## Цель задания:
Перепиши фрагмент текста о Сексте, начиная со слов «Наконец, по Сексту, нет» и дальше вплоть до слов «бездоказательным (VIII 481).», подставив «стремянку» вместо «лестницу».

## Текст для чтения:
━━━━
Наконец, по Сексту, нет ничего невозможного в том, что человек, взобравшийся на высокое место, тут же откинул ту лестницу, по которой он взбирался. Ведь нужно было пустить в ход очень много доказательств для того, чтобы доказать невозможность знания и бытия. Но это не значит, что пребывание на высоком месте, помимо всякого знания и бытия и помимо всяких доказательств для достижения того высокого места, где уже не нужно никакое знание и никакое бытие, само является бездоказательным и даже противоречит всяким доказательствам несуществования знания и бытия. Можно путем многих доказательств забраться на высокое место и можно, в то же самое время, это высокое место считать вполне бездоказательным (VIII 481).
━━━━
Сохранённые данные:

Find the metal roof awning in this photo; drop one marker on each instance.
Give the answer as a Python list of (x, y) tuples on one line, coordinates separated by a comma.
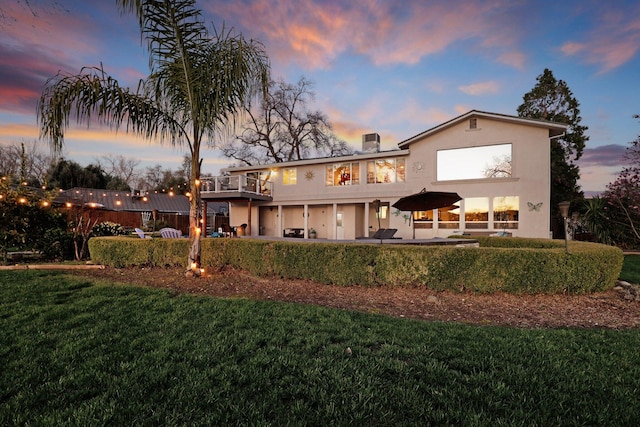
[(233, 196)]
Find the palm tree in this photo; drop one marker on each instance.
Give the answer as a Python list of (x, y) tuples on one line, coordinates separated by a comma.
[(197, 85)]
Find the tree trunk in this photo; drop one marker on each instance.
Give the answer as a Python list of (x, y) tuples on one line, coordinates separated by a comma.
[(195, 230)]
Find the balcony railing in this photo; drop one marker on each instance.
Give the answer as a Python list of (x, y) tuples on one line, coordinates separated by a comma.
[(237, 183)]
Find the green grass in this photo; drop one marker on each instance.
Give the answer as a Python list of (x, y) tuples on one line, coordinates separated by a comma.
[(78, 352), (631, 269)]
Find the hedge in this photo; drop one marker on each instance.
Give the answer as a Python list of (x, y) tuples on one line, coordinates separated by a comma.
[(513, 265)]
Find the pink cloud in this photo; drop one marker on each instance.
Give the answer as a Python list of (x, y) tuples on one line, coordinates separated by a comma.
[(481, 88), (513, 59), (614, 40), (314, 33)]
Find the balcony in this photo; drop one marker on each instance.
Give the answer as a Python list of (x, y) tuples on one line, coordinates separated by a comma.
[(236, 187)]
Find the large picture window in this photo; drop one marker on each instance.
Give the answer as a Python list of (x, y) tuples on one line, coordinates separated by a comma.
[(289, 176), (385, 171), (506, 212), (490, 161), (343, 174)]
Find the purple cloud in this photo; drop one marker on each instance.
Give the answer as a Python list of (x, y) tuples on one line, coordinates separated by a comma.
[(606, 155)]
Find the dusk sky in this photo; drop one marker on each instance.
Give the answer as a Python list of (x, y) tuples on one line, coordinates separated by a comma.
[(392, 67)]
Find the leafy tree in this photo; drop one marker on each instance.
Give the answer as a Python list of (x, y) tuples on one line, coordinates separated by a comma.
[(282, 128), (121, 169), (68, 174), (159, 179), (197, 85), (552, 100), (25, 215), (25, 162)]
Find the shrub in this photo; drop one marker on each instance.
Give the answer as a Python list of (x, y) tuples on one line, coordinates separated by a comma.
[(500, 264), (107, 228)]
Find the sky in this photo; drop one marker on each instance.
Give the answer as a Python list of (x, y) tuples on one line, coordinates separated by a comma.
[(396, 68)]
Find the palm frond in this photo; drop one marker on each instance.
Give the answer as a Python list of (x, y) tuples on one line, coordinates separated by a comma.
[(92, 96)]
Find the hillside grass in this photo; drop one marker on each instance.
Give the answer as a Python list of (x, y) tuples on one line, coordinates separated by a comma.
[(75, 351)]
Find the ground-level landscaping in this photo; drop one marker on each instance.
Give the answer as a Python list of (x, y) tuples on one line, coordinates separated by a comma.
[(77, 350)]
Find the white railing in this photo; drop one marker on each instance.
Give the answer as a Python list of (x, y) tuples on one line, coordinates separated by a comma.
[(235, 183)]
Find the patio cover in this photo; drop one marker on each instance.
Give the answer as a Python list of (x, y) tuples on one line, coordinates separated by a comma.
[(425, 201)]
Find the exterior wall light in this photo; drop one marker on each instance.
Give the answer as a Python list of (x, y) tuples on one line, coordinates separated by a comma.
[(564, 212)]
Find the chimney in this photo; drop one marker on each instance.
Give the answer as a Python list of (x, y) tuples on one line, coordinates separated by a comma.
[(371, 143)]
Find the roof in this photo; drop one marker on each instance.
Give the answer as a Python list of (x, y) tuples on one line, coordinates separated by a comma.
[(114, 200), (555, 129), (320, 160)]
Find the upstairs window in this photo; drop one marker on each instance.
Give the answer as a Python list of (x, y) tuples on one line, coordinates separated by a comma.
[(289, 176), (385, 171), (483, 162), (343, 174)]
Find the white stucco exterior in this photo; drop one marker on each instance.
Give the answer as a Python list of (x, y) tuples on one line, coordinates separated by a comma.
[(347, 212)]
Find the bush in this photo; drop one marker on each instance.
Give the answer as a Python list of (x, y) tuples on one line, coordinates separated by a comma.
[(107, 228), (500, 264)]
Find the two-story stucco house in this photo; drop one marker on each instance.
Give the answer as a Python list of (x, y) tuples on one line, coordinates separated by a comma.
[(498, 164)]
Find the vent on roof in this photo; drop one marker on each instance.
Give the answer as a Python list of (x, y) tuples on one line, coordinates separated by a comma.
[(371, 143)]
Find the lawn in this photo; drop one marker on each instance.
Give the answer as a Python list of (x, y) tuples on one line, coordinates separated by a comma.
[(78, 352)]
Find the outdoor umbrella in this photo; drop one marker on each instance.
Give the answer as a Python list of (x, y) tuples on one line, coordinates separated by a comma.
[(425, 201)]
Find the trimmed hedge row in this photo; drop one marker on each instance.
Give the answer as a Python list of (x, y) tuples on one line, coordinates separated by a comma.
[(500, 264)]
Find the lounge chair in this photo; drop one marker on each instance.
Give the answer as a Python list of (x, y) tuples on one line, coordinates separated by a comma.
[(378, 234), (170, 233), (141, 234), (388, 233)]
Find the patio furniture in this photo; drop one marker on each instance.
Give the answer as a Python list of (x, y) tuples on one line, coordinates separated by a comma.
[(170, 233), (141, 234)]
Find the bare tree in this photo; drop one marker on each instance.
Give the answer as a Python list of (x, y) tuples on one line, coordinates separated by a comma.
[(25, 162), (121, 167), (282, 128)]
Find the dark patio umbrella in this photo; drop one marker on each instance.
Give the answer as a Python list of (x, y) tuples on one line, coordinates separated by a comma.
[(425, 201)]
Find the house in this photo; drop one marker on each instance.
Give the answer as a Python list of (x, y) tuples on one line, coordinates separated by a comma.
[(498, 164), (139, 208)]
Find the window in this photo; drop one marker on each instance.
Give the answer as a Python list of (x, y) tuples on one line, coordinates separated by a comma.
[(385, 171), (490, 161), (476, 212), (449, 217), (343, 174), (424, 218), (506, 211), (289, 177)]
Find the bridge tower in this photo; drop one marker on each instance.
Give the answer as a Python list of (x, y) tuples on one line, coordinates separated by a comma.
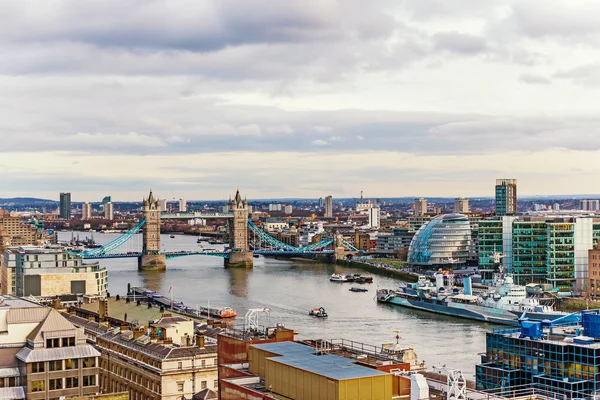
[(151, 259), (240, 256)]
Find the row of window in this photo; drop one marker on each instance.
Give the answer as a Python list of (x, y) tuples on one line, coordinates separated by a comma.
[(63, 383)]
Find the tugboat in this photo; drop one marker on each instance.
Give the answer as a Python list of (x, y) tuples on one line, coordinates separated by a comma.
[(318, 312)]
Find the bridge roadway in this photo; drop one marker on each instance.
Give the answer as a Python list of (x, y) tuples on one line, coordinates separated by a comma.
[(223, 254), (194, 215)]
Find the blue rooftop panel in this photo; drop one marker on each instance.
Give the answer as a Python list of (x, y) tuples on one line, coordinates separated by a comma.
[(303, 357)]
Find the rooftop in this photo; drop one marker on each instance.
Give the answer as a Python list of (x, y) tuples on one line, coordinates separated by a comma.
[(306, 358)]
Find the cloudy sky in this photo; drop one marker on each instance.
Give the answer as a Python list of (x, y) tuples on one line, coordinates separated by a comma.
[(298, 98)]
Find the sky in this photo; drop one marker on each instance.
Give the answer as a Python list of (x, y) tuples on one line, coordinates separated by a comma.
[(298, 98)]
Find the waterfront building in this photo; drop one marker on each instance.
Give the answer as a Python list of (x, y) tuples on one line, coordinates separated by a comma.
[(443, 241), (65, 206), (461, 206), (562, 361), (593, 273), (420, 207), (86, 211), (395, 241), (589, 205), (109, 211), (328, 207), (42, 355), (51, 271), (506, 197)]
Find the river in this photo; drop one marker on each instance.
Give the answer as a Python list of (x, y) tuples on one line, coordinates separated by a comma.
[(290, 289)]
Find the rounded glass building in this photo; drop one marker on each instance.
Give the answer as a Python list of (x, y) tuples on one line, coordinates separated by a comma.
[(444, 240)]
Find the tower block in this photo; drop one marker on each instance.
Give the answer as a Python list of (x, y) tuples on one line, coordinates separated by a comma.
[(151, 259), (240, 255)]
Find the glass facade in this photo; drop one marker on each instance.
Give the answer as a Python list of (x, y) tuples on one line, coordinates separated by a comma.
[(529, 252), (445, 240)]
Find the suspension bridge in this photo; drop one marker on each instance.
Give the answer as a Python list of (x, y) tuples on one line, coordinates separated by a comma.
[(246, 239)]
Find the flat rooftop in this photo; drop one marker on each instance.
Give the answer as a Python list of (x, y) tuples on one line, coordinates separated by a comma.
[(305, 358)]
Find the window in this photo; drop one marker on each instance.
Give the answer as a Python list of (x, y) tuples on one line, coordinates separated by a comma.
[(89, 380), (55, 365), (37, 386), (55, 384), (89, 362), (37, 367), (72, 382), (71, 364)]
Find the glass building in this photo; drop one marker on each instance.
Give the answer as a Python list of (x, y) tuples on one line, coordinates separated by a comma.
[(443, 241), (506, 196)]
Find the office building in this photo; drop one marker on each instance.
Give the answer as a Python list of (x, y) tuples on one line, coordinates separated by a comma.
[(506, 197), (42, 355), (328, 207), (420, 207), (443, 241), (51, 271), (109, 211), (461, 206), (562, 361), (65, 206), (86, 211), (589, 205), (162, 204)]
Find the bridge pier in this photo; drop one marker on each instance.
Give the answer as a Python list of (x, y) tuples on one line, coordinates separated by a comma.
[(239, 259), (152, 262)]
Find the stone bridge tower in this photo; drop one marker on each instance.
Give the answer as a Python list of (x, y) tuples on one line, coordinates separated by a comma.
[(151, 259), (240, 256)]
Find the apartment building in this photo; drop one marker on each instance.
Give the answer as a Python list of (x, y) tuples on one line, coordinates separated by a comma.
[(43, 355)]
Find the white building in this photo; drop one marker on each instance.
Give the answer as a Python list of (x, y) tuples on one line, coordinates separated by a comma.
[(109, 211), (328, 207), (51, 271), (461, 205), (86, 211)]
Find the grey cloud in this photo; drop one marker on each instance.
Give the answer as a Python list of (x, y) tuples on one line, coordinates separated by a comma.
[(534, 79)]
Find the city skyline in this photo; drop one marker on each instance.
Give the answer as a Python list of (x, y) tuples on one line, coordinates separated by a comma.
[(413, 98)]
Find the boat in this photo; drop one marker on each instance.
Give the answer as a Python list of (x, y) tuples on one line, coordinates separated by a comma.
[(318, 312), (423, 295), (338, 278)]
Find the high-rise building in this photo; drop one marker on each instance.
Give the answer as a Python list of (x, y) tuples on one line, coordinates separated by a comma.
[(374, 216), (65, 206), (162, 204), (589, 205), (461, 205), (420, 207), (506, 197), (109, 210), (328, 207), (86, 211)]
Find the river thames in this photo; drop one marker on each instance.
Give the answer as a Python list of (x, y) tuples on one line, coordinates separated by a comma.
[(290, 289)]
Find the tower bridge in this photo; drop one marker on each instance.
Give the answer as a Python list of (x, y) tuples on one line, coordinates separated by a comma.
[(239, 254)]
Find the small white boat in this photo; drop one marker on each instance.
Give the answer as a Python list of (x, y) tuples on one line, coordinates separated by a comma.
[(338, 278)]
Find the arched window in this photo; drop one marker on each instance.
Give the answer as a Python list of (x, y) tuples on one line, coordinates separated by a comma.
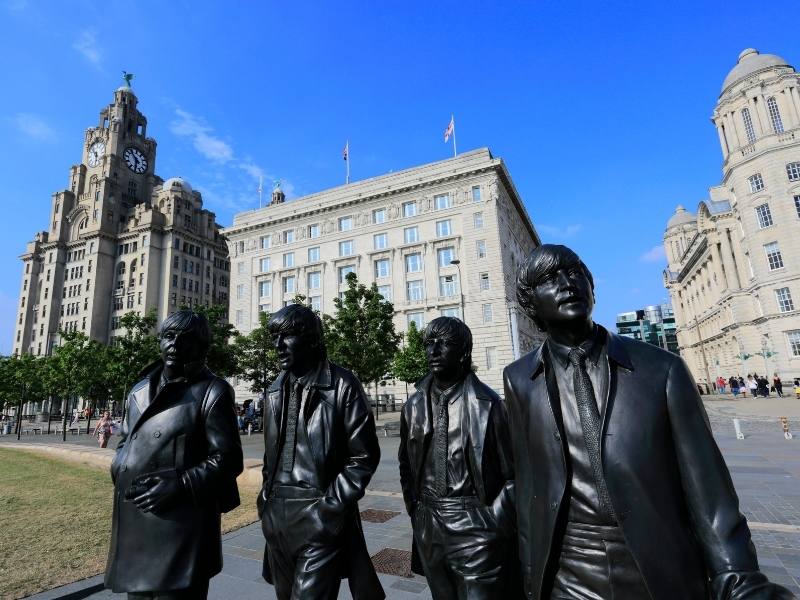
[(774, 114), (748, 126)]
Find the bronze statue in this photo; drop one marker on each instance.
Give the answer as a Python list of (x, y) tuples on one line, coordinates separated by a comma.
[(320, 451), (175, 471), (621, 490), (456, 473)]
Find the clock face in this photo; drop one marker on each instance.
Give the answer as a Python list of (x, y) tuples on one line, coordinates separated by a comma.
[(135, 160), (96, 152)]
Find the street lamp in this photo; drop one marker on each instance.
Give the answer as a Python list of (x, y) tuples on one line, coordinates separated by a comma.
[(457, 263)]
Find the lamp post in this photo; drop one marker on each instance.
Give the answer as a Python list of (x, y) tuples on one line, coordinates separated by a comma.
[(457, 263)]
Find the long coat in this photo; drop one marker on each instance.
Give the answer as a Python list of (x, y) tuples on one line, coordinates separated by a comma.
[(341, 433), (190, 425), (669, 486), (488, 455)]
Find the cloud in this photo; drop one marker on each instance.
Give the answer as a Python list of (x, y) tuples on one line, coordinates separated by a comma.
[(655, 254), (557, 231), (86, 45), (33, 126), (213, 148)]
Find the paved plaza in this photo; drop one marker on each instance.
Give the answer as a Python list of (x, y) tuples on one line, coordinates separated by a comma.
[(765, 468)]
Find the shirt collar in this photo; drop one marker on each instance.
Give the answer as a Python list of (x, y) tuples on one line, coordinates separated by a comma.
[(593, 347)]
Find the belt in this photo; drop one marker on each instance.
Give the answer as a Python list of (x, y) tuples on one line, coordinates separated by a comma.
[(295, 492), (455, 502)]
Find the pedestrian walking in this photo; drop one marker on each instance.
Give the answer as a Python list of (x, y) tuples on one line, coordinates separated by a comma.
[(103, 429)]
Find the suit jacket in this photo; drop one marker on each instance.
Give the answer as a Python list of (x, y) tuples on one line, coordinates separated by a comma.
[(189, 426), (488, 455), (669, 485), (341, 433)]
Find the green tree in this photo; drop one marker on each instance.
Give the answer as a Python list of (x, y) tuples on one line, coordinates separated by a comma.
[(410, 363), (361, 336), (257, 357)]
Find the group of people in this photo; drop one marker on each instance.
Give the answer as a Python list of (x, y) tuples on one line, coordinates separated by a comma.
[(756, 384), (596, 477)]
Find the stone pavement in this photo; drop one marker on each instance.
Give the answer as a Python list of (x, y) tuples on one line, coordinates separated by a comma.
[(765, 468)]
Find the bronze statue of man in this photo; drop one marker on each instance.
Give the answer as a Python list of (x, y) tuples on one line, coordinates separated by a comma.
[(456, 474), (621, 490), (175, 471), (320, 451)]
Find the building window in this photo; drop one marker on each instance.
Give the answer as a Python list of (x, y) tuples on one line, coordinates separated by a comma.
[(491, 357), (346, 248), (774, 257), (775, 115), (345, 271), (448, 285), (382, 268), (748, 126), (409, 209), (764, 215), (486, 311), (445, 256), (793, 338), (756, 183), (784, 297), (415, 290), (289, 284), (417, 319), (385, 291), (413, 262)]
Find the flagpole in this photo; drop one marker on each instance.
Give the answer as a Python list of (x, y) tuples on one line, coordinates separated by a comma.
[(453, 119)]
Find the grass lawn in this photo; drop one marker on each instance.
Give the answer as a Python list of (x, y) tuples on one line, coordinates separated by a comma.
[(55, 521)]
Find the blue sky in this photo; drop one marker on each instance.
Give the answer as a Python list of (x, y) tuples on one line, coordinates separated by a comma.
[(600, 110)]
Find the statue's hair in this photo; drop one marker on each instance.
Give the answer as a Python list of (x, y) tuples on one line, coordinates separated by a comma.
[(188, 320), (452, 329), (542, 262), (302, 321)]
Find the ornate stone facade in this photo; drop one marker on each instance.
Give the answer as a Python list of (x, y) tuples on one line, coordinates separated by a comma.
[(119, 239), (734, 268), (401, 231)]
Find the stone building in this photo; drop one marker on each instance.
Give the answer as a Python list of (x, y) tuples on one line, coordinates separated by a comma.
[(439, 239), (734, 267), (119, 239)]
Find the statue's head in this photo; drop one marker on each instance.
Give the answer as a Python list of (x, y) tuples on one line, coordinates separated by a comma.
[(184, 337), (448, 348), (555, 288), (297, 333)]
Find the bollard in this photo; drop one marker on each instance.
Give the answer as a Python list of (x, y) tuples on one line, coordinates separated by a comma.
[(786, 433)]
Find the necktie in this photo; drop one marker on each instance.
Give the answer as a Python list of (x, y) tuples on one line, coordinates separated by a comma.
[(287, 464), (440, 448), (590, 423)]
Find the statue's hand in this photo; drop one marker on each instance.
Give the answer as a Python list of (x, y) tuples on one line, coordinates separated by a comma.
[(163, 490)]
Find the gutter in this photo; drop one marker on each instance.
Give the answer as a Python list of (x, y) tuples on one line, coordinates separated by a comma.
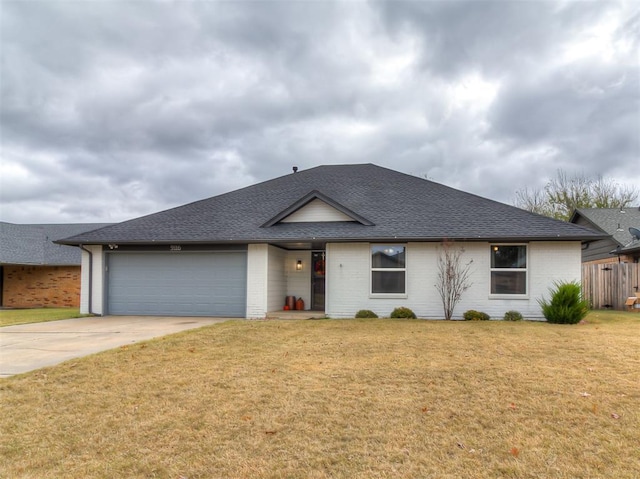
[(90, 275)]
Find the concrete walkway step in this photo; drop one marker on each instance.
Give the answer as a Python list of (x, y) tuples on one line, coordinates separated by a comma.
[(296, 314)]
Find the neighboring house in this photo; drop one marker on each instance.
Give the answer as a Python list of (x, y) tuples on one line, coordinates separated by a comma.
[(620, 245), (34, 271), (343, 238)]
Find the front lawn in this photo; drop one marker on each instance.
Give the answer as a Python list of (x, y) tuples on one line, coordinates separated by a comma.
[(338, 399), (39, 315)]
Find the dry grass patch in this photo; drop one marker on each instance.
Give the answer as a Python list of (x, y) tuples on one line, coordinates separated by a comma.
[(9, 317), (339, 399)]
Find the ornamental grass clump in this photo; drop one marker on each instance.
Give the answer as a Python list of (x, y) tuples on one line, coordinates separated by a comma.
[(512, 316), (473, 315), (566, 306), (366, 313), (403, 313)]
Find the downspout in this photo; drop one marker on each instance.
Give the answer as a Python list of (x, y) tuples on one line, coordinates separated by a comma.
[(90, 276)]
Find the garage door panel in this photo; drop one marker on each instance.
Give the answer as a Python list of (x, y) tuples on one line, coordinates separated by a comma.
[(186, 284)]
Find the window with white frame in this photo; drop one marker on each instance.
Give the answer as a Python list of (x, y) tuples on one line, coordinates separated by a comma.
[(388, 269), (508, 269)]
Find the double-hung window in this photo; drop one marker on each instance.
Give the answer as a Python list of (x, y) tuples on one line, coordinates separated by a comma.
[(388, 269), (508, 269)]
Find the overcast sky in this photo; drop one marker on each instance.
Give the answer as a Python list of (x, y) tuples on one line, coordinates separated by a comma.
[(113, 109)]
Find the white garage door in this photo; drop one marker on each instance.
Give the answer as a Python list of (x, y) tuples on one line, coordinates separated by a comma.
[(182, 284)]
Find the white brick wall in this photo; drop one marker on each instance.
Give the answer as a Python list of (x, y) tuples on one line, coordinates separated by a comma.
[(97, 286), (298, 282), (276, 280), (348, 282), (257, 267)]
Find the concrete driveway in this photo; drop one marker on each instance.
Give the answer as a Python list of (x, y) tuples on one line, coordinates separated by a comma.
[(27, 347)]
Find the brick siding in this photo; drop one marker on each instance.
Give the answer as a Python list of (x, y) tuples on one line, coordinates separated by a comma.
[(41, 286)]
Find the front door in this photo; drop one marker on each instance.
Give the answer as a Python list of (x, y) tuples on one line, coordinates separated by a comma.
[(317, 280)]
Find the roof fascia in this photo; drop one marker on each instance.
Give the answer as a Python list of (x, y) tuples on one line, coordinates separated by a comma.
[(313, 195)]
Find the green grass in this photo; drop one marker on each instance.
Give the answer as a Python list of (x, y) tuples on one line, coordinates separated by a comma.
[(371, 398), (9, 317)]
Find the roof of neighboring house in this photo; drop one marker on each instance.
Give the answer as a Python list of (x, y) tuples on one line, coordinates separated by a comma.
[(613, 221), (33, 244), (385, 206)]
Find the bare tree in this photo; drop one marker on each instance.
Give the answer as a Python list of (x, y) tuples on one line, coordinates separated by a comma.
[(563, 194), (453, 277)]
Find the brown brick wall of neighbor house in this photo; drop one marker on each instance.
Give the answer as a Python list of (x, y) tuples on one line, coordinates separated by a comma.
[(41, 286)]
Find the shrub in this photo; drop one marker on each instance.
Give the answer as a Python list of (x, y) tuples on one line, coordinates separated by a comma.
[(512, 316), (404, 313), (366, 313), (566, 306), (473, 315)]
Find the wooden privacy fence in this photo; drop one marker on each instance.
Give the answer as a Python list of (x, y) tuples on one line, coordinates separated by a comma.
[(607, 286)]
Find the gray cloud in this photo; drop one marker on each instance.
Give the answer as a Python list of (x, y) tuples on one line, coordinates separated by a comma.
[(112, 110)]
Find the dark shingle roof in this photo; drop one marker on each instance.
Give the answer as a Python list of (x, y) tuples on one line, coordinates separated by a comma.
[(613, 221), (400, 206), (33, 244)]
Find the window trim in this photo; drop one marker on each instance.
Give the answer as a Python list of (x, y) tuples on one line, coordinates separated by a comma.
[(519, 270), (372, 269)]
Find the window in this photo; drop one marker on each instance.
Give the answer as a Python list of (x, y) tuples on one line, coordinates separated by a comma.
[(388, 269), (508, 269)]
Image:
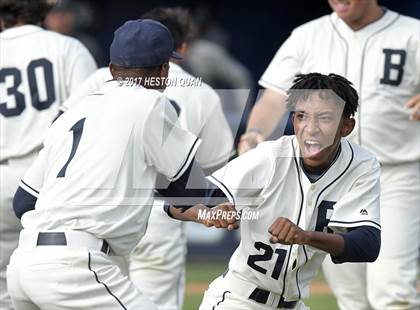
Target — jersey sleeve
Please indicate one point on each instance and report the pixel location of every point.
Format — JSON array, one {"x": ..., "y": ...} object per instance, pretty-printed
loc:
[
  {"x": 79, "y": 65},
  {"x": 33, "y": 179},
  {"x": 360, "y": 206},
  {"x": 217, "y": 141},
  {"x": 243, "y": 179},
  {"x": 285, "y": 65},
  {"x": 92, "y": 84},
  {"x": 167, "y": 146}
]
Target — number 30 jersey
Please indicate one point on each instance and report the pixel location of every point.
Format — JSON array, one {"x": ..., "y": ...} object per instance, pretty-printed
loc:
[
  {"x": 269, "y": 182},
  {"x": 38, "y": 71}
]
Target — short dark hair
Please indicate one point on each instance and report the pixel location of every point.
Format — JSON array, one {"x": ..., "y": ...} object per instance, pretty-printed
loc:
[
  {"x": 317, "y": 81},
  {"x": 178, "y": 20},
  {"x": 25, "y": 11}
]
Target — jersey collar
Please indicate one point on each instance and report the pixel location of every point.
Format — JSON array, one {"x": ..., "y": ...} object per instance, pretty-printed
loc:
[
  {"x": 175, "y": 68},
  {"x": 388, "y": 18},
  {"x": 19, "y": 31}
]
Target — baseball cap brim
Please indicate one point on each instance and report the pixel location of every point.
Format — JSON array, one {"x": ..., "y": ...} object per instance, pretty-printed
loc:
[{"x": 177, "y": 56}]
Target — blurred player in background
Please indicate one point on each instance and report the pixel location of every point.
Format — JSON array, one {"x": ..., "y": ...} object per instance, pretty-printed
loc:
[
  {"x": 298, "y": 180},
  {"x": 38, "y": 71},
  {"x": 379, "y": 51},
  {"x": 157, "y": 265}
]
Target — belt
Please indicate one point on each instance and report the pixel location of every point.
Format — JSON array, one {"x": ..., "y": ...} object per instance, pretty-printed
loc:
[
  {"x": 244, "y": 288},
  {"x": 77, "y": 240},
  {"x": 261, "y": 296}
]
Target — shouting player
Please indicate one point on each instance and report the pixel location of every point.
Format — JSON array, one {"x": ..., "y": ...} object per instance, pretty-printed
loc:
━━━━
## Ответ:
Наконец, по Сексту, нет ничего невозможного в том, что человек, взобравшийся на высокое место, тут же откинул ту стремянку, по которой он взбирался. Ведь нужно было пустить в ход очень много доказательств для того, чтобы доказать невозможность знания и бытия. Но это не значит, что пребывание на высоком месте, помимо всякого знания и бытия и помимо всяких доказательств для достижения того высокого места, где уже не нужно никакое знание и никакое бытие, само является бездоказательным и даже противоречит всяким доказательствам несуществования знания и бытия. Можно путем многих доказательств забраться на высокое место и можно, в то же самое время, это высокое место считать вполне бездоказательным (VIII 481).